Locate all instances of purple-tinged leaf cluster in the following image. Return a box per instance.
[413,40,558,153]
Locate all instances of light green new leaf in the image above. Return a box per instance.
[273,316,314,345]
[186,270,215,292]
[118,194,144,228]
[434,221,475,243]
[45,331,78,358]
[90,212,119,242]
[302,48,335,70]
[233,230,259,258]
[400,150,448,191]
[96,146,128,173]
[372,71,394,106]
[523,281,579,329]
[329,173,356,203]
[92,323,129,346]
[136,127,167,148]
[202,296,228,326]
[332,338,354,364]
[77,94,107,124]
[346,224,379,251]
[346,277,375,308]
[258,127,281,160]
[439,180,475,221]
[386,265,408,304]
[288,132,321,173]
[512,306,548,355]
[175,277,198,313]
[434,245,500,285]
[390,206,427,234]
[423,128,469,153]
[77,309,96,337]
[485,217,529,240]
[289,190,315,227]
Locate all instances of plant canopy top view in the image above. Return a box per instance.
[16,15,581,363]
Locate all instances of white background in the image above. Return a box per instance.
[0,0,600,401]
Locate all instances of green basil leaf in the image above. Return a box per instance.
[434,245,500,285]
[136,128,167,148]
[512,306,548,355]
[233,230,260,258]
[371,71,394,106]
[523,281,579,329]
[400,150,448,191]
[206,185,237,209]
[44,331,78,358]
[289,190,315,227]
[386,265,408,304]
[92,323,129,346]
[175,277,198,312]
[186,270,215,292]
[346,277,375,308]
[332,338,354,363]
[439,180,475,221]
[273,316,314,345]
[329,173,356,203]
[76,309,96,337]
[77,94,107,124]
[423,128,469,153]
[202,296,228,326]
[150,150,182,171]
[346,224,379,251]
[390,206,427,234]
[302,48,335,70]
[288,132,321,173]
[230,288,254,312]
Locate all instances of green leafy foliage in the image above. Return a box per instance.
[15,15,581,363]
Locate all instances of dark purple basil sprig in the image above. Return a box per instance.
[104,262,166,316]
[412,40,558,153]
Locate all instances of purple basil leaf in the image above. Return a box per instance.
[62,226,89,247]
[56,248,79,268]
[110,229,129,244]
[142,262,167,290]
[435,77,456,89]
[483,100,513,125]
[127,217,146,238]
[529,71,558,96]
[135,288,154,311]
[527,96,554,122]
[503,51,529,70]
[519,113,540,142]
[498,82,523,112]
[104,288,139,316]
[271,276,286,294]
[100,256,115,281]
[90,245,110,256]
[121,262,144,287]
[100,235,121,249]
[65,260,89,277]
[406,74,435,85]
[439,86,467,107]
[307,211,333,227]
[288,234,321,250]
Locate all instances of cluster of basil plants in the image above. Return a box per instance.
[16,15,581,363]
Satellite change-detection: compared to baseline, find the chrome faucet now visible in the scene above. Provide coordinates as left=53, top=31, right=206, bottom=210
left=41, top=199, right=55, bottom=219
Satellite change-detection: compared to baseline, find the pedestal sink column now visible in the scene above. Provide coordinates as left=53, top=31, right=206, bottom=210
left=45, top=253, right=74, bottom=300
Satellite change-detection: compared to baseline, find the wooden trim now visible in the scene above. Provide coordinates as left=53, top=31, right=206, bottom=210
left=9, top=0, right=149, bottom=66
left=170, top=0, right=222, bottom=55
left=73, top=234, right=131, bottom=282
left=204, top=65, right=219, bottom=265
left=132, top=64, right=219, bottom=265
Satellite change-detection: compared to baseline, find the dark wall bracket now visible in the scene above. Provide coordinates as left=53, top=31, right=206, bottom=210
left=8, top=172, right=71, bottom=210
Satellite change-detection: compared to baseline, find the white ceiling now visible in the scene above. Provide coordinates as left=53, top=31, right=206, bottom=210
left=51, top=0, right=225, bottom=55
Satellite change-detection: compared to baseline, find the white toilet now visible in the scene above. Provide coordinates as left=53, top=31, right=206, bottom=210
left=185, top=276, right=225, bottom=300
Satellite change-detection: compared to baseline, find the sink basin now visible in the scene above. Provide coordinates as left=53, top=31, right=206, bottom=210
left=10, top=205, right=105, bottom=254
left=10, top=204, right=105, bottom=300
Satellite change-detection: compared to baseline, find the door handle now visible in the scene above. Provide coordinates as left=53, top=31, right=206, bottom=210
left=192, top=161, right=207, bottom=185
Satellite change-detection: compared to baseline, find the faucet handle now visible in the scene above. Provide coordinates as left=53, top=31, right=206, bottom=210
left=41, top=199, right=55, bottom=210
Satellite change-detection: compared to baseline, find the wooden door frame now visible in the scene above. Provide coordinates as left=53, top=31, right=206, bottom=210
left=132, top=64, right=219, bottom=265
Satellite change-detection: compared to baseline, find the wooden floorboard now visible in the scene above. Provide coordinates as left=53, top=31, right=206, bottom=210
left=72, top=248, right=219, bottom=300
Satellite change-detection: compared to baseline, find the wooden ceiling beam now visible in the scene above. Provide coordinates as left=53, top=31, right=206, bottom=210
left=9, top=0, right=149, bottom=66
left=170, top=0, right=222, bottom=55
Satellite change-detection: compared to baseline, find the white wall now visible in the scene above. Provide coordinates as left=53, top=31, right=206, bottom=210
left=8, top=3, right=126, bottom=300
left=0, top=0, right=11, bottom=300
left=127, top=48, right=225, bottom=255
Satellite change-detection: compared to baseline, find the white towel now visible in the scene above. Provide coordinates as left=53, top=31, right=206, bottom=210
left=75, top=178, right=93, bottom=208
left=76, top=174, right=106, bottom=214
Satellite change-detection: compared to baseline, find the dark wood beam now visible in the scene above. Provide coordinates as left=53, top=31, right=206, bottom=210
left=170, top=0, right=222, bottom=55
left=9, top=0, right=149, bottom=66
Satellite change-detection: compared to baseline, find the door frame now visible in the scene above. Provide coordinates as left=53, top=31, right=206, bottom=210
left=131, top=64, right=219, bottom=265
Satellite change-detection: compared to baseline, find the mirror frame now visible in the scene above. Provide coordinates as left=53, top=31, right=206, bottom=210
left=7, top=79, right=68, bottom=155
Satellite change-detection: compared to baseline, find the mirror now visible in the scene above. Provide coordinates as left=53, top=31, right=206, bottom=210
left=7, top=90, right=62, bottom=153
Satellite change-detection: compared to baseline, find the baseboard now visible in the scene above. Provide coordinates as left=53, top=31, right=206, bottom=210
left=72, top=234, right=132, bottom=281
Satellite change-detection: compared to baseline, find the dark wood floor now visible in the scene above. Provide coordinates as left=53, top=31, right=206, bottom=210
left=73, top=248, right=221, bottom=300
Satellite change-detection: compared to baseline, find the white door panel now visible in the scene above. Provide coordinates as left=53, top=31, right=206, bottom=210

####################

(Exercise goal) Reproduce the material from its first line through the line that contains "[413,40,558,153]", keeping every line and adding 105 to each bounding-box coordinate.

(Solution to the exercise)
Locate all instances of purple-tinged leaf cluster in the following image. Return a box per instance.
[518,145,663,258]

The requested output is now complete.